===== EXTRACTO DEL DOCUMENTO =====

Siempre, de un modo u otro, tendremos que sufrir miserias, siempre tendremos necesidad de recibir misericordia y ocasión de ser misericordiosos. San Pedro nos exhorta a vivir alegres en medio de las tribulaciones y adversidades y a saber sufrir, como un modo de acrisolar la propia fe. Todas las miserias que hayamos de soportar (enfermedades, persecuciones, injusticias, humillaciones…) - cuanto menos culpables sean mejor- son una oportunidad privilegiada para que nuestra fe se purifique y se fortalezca. Incluso nos ayudarán a percibir, recibir mejor y agradecer la misericordia de Dios. Es verdad que para vivir esto se necesita ya tener bastante fe.
¡Dichosos los que creen sin haber visto! (evangelio)
Este domingo ha sido llamado también el domingo de Tomás o el domingo de la fe. Tomás no quiere creer que Jesús ha resucitado. “Hemos visto al Señor” le dicen los otros discípulos, llenos de alegría. Aquel cambio operado en sus compañeros debería haberle bastado para creer, pero no, Tomás quiere ver y tocar, quiere incluso meter su dedo en los agujeros de los clavos. A Tomás algunos lo utilizan para justificar su propia incredulidad: “yo, como santo Tomás, si no veo no lo creo”. Ciertamente podemos verlo como un símbolo de la incredulidad o increencia actual; los –digamos- intelectuales y científicos quieren ver con su inteligencia o con sus investigaciones históricas, biológicas, físicas… Hay algunos empeñados no en buscar con sinceridad la Verdad sino en conseguir pruebas “científicas” que demuestren que Dios no existe o, al menos, que no es necesario. Y respecto de Jesucristo hay un empeño persistente –diabólico- en demostrar que lo que la Iglesia cree y anuncia sobre Él es, en gran parte, mentira, sin fundamento histórico, o sólo una parte del verdadero Jesús que ahora ellos quieren presentar con “nuevos documentos históricos recientemente descubiertos” o con novelas presentadas como investigación histórica.

=====

### QUÉ HAY QUE HACER:
Extrae sin cambios del texto sobre la fe y Tomás el trozo que empieza en las palabras "Siempre, de un" y termina después de "tener bastante fe.".

===== EXTRACTOS DE DATOS =====

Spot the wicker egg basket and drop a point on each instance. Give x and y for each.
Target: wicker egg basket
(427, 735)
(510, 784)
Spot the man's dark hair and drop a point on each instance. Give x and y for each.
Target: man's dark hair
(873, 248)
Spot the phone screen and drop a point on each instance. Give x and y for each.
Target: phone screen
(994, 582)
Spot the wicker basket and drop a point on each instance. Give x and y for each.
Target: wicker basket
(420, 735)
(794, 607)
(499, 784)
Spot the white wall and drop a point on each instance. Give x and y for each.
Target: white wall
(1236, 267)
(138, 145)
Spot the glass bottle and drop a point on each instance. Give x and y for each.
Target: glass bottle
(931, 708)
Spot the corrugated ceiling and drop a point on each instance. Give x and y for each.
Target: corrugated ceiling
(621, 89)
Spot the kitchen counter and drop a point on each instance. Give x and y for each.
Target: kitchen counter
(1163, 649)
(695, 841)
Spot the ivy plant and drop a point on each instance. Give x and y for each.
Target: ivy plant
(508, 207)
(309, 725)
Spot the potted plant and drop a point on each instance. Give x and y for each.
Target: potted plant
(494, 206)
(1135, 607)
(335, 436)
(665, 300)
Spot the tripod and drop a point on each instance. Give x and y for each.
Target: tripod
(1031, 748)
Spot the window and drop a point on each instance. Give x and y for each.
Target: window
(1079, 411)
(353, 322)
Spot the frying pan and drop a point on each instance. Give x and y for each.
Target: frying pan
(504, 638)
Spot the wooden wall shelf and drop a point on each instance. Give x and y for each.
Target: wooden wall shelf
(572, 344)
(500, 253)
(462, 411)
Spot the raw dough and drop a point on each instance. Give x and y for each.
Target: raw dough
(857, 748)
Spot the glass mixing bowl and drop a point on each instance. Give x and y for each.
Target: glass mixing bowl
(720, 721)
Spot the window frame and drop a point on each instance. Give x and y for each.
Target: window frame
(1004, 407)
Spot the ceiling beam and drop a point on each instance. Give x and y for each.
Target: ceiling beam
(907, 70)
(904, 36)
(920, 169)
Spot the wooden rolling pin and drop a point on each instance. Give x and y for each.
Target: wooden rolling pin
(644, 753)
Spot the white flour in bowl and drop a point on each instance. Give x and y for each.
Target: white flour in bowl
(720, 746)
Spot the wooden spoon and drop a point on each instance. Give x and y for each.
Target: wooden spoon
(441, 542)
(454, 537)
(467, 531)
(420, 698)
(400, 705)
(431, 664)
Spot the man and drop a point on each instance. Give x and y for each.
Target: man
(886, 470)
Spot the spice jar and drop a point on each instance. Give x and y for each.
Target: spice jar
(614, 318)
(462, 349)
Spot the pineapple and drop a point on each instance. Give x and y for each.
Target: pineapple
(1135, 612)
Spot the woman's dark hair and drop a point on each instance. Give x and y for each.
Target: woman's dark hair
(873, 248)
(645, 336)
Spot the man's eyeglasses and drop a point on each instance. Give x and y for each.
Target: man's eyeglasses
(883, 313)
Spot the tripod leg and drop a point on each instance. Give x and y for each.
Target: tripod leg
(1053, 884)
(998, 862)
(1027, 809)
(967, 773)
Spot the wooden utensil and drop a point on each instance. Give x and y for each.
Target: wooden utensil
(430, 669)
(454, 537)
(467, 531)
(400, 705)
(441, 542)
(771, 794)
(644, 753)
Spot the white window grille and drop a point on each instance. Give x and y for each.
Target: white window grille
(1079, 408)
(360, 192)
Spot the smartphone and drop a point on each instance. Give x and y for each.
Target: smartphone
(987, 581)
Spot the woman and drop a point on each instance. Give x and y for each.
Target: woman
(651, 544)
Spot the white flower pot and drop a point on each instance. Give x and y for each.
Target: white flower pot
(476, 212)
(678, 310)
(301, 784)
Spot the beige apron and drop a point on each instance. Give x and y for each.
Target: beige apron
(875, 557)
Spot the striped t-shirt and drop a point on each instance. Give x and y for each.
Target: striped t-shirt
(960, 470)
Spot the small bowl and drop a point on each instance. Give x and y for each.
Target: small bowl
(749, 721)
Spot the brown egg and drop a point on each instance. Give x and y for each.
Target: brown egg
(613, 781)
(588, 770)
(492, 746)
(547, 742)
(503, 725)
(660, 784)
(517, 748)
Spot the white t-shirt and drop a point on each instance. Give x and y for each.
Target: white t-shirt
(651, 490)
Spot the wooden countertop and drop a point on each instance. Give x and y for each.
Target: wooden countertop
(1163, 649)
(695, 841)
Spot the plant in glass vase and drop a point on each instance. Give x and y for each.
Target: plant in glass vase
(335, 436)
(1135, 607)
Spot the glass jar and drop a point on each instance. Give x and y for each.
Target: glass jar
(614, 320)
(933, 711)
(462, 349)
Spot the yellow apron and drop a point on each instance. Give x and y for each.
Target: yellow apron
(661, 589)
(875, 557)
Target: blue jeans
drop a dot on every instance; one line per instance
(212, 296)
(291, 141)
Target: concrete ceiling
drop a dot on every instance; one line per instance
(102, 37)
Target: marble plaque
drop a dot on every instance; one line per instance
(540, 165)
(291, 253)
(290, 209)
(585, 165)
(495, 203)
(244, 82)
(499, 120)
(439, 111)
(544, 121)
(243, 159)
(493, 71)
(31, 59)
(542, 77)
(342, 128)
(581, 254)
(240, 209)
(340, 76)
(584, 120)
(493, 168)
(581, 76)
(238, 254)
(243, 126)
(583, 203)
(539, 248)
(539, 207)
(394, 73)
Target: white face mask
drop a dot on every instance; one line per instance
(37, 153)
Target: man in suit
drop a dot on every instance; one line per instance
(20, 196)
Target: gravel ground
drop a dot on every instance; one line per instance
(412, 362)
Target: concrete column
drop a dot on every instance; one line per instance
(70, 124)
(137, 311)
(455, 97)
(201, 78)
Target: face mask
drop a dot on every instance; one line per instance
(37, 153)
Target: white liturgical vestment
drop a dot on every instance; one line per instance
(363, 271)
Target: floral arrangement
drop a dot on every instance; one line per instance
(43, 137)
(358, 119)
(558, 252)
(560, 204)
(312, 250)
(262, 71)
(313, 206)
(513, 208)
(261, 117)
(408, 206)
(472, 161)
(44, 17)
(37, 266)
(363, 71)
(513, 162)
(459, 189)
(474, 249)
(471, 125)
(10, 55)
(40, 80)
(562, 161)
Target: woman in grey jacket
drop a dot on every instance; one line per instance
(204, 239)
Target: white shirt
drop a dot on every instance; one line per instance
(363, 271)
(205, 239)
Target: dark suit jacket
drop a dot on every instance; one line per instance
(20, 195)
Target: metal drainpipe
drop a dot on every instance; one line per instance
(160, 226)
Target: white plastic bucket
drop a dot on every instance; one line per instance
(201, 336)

=====

### RESULTADO DEL EJERCICIO:
Siempre, de un modo u otro, tendremos que sufrir miserias, siempre tendremos necesidad de recibir misericordia y ocasión de ser misericordiosos. San Pedro nos exhorta a vivir alegres en medio de las tribulaciones y adversidades y a saber sufrir, como un modo de acrisolar la propia fe. Todas las miserias que hayamos de soportar (enfermedades, persecuciones, injusticias, humillaciones…) - cuanto menos culpables sean mejor- son una oportunidad privilegiada para que nuestra fe se purifique y se fortalezca. Incluso nos ayudarán a percibir, recibir mejor y agradecer la misericordia de Dios. Es verdad que para vivir esto se necesita ya tener bastante fe.